Skip the pictures. Give all the data again exactly.
(Task data Opens)
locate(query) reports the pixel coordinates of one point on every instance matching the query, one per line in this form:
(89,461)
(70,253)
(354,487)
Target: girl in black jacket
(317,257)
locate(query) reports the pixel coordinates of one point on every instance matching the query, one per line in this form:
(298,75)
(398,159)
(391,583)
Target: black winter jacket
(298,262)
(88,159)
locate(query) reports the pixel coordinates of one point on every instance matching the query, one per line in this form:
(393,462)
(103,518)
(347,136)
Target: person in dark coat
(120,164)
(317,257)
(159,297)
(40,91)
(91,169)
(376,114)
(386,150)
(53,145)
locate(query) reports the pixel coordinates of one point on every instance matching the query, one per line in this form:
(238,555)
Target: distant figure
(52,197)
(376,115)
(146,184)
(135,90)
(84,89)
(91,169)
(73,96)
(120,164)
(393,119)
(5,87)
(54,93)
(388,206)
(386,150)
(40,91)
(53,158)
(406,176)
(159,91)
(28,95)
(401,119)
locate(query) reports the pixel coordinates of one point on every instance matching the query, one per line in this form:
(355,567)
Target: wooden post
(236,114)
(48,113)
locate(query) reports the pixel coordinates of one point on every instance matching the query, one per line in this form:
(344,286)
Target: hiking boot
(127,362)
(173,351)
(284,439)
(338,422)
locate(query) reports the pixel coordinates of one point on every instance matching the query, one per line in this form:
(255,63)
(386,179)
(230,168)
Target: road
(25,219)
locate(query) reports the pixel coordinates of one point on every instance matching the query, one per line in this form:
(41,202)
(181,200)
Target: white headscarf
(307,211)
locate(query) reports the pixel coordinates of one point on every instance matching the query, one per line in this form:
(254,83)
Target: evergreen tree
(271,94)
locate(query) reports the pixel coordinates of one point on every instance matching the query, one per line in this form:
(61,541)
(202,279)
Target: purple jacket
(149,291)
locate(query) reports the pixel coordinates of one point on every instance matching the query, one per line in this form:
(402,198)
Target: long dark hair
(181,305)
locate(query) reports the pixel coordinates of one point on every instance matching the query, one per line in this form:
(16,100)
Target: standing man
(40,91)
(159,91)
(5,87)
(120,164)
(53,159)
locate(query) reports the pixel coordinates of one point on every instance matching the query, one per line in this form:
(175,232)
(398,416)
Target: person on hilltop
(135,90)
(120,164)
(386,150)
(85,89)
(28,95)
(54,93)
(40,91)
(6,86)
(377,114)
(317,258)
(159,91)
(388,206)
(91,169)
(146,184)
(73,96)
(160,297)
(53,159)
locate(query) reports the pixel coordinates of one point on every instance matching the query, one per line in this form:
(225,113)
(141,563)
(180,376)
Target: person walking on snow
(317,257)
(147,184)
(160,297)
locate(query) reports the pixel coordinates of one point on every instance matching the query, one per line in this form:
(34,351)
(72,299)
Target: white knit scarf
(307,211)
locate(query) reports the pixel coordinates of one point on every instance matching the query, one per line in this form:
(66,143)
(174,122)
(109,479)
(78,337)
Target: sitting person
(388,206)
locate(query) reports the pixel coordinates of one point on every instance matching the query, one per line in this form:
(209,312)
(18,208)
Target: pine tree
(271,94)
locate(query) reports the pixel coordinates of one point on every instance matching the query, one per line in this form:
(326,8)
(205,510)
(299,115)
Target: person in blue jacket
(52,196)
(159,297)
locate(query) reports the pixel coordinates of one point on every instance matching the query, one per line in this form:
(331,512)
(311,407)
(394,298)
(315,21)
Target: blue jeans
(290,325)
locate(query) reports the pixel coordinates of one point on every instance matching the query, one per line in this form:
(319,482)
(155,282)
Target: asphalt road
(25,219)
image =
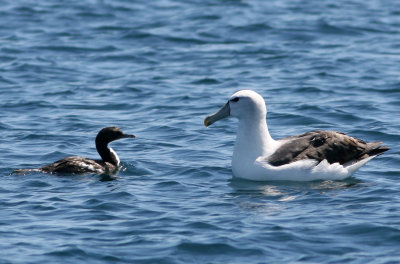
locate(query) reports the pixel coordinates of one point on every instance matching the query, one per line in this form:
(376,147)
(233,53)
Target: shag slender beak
(127,136)
(225,111)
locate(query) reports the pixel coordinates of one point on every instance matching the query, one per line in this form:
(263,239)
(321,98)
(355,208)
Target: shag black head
(109,134)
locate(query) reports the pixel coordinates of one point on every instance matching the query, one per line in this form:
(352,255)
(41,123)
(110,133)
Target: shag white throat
(316,155)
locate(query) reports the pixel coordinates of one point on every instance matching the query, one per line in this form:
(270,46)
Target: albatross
(315,155)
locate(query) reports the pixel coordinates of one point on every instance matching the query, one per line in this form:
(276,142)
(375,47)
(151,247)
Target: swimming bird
(109,163)
(315,155)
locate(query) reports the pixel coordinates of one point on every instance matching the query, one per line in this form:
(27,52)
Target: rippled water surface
(156,69)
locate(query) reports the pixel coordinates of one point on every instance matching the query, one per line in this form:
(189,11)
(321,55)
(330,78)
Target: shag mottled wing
(78,165)
(319,145)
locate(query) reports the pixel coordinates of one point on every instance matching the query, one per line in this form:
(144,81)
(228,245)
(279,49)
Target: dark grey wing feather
(319,145)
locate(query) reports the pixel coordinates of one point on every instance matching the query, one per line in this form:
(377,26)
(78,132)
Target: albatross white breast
(316,155)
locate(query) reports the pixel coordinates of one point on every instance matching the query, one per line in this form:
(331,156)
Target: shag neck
(253,138)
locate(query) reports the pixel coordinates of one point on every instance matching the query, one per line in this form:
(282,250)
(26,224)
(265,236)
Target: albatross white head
(253,138)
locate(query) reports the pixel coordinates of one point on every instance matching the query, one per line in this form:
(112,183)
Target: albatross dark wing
(329,145)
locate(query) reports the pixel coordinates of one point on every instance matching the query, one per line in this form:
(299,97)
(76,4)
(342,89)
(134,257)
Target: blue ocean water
(156,69)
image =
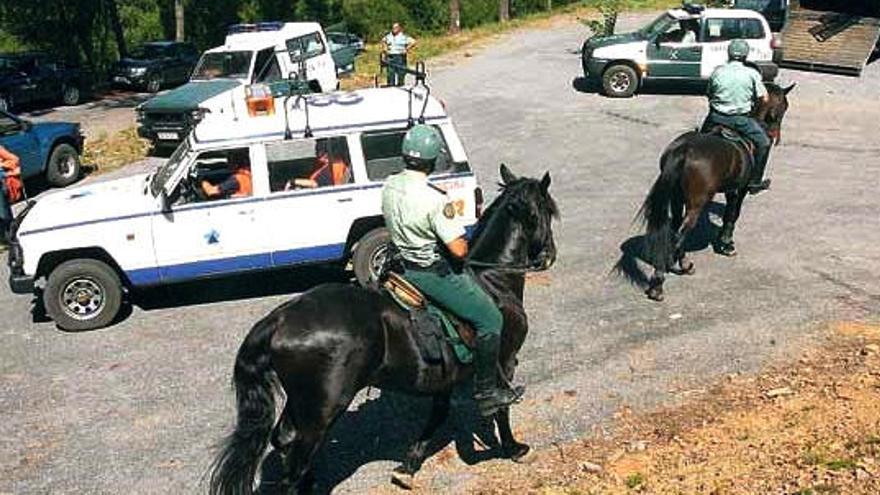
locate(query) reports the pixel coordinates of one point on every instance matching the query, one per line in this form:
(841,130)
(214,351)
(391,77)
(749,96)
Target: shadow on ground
(632,250)
(382,429)
(590,86)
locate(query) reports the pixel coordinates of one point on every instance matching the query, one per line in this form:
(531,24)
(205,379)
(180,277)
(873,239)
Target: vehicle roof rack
(421,75)
(693,8)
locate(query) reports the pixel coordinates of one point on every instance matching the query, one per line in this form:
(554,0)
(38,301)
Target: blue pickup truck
(52,148)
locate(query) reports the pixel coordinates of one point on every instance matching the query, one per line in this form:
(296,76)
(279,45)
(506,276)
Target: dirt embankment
(807,427)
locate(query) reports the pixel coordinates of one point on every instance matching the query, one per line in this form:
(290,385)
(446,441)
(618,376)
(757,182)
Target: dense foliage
(95,32)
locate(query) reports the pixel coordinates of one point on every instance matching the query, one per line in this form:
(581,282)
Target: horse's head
(771,113)
(517,229)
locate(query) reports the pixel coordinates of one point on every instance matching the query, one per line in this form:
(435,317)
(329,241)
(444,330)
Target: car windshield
(658,26)
(149,52)
(168,170)
(233,65)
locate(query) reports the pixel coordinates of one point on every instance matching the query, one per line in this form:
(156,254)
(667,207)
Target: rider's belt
(440,267)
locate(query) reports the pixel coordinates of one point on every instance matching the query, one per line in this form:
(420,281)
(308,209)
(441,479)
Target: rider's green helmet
(738,50)
(422,143)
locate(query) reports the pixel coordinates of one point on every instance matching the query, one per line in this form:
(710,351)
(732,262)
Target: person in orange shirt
(10,189)
(238,184)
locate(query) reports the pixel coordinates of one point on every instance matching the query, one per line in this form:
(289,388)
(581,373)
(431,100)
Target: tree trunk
(113,13)
(504,10)
(454,16)
(178,17)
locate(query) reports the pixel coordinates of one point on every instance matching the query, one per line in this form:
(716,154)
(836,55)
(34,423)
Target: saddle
(433,327)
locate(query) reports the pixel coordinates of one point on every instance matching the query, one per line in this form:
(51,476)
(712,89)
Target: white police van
(Task data Closes)
Exercise result
locate(query) reports the pixel coordinates of one point on every instance matching the query, one per line in this form:
(89,461)
(70,253)
(354,487)
Target: girl in black jacket
(317,257)
locate(query) reports the pixel coordinates of one point on every instance matching the query, one per line in this form:
(298,75)
(398,159)
(391,583)
Target: black winter jacket
(298,262)
(88,159)
locate(query) reports the pixel coordinates of one point on every instance matching the query, one per line in this form:
(393,462)
(103,518)
(347,136)
Target: person in dark coat
(120,164)
(317,257)
(159,297)
(40,91)
(91,169)
(376,114)
(386,150)
(53,145)
locate(query) reports the pixel coordinates of one point on every instance matching the query, one per line in this form:
(238,555)
Target: distant figure
(52,197)
(376,115)
(146,184)
(135,90)
(84,89)
(91,169)
(73,96)
(120,164)
(393,119)
(5,87)
(54,93)
(388,206)
(386,150)
(40,91)
(53,158)
(406,176)
(159,91)
(28,95)
(401,119)
locate(query) reports the pixel coordinates of one point on every instance matching the query, one per line in this form:
(355,567)
Target: wooden post
(236,114)
(48,113)
locate(query) reports the pixel coordinates of one point on every instance matching the query, one per line in this form:
(344,286)
Target: hiking boot
(127,362)
(173,351)
(284,439)
(338,422)
locate(query) reports the pixel coordinates of one point on every instance matching the query, one per line in this form:
(255,63)
(386,179)
(230,168)
Target: road
(25,219)
locate(query) reports the pixel coordinates of one point on every instance matching the query, one per line in this form:
(41,202)
(181,200)
Target: white headscarf
(307,211)
locate(query) reports the pixel coordinates of one point on every instance matching the query, one per line in this form:
(254,83)
Target: evergreen tree
(271,94)
locate(query) reports the pixel coordinates of one point on every instance matching the query, one per line in this form:
(61,541)
(202,279)
Target: purple jacket
(149,291)
locate(query) reports the pixel coordinates of one point on every instance matching the query, one per line in this form:
(402,198)
Target: long dark hair
(181,305)
locate(query) reports the pixel coordinates of one point on every instance matching the query, one per line in this form:
(16,100)
Target: standing man
(40,91)
(159,91)
(5,87)
(120,164)
(53,159)
locate(query) reports the pixel coordinates of one point on every instance matching the query, one per line in this form:
(175,232)
(398,416)
Target: person on hilltop
(135,90)
(120,164)
(386,150)
(85,89)
(28,95)
(54,93)
(40,91)
(6,86)
(377,114)
(317,258)
(159,91)
(388,206)
(91,169)
(146,184)
(73,96)
(160,297)
(53,159)
locate(query) reports the pixel coordinates of one point on every instance matching the query, one per line in this form:
(225,113)
(141,563)
(180,376)
Target: person walking on snow
(317,257)
(147,184)
(160,297)
locate(query) reports the pixel coordinates of one point on every instance matching the query, one per line in this form:
(34,351)
(72,299)
Target: white knit scarf
(307,211)
locate(query) reports the pixel coordinates of one point on every instance matching the query, one per line in this form:
(66,143)
(174,122)
(109,479)
(78,337)
Target: sitting person
(388,206)
locate(query) reports the pixel coordinates of one point on every instance matching the query, one per line in this form:
(209,312)
(18,208)
Target: pine tree
(271,94)
locate(query) reports the pixel coordinates of one point on every instance matching the query, one per line in this form:
(326,8)
(205,510)
(299,115)
Target: person in blue jacket
(52,196)
(159,297)
locate(query) reports the pixel coordinates of one point on every instance matching the query, one per line in this form:
(331,512)
(311,407)
(394,298)
(315,21)
Target: blue jeans
(290,325)
locate(query) reports the pixel coordinates of one point on every instance matching the query, one per line in this form:
(319,482)
(155,282)
Target: asphalt road
(25,219)
image =
locate(query) reports the pixel coordinates of one point on every instance matching the query, one per line in this form:
(376,147)
(233,53)
Target: shag slender beak
(127,136)
(225,111)
locate(query) reports the pixel coordinates of one point on every instance matching the query, one per line in this form:
(263,239)
(321,98)
(355,208)
Target: shag black head
(109,134)
locate(query) reports the pixel coordinates of one point on every instance matching the query, one per line in this form:
(352,255)
(41,123)
(110,133)
Target: shag white throat
(316,155)
locate(query) reports the pixel coordinates of one point on every instance matching the query, one per line in this form:
(270,46)
Target: albatross
(315,155)
locate(query) reports the pixel coordinates of one point on every instance matching the query, one per line in this form:
(276,142)
(375,47)
(151,247)
Target: swimming bird
(109,163)
(315,155)
locate(query) reports the pixel coordinates of one point on every instance matching the query, one per line in this form:
(27,52)
Target: rippled water surface
(156,69)
locate(query) reports the pixel coordinates of one point on every instance matching the query, one per line in this form:
(189,11)
(321,55)
(330,78)
Target: shag mottled wing
(78,165)
(319,145)
locate(query) reports the pixel coordinates of one point on every instance matching the query, one per line in this form:
(144,81)
(228,245)
(279,49)
Target: dark grey wing feather
(319,145)
locate(query) reports the pixel coordinates of one point on every instance matching the query, one per line in this form:
(377,26)
(78,132)
Target: albatross white breast
(316,155)
locate(query) reports the pixel coordinates of one point on every instance matching the query, one per line in this form:
(331,156)
Target: shag neck
(253,138)
locate(query) reports the pixel coordinates of one point on every instance matching the query, one per line in this form:
(282,250)
(26,224)
(265,236)
Target: albatross white head
(253,138)
locate(query) reports the pixel coordinates of one point on every instance matching the query, one per line in this form:
(112,183)
Target: albatross dark wing
(329,145)
locate(query) reports the pixel coordinates of one point on every instance matching the query, one per line in this form:
(299,97)
(76,4)
(342,89)
(134,257)
Target: blue ocean water
(156,69)
image =
locate(query) reports the pixel coordinates of one point on every instance matching the query, one per line in this form:
(841,130)
(214,351)
(391,77)
(749,96)
Target: shadow on ground
(632,250)
(382,429)
(590,86)
locate(query) reports the pixel coordinates of one point on every instance matching the query, one per line in this form:
(531,24)
(205,379)
(180,277)
(873,239)
Target: vehicle roof rack
(421,75)
(693,8)
locate(query) reports the pixel coordinates of one point on every instance matching the query, one per line in this form:
(554,0)
(38,301)
Target: blue pickup truck
(52,148)
locate(query) reports the pixel coordinates of one point on every instance matching the query, one per line in this form:
(296,76)
(279,45)
(506,276)
Target: dirt embankment
(807,427)
locate(query) reports the pixel coordinates of one point on every instance matching the query, one per line in this form:
(290,385)
(446,441)
(618,376)
(757,182)
Target: dense foliage
(95,32)
locate(query) reports the pixel coordinates of one point on every instance matching the query, one per line in this form:
(581,282)
Target: horse's head
(771,113)
(517,229)
locate(query) reports the pixel coordinates of one point on every instance matching the query, one per line in this form:
(435,317)
(329,241)
(444,330)
Target: car windshield
(658,26)
(149,52)
(168,170)
(233,65)
locate(query) reports the pixel coordinates of one point on every instance matching the query, one per line in this form:
(156,254)
(667,207)
Target: rider's belt
(440,267)
locate(query) reports the pixel coordinates of one point on every instance matching the query, one per line in this form:
(420,281)
(308,209)
(441,479)
Target: rider's green helmet
(738,50)
(422,143)
locate(query) reports the pixel coordinates of one point on every instance matching the query, one per line in this form:
(710,351)
(732,262)
Target: person in orange shirt
(10,189)
(238,184)
locate(query) reports the pixel coordinates of one point on every instance matching the query, one per line in this form:
(289,388)
(581,373)
(431,100)
Target: tree trunk
(113,13)
(504,10)
(454,16)
(178,17)
locate(query) reports the pixel coordinates of one point on every instance matching the query, one per line in this form:
(716,154)
(836,55)
(34,423)
Target: saddle
(433,327)
locate(query) reports the pixel coordinates of one point on every instance matching the query, one per line in this form:
(51,476)
(712,89)
Target: white police van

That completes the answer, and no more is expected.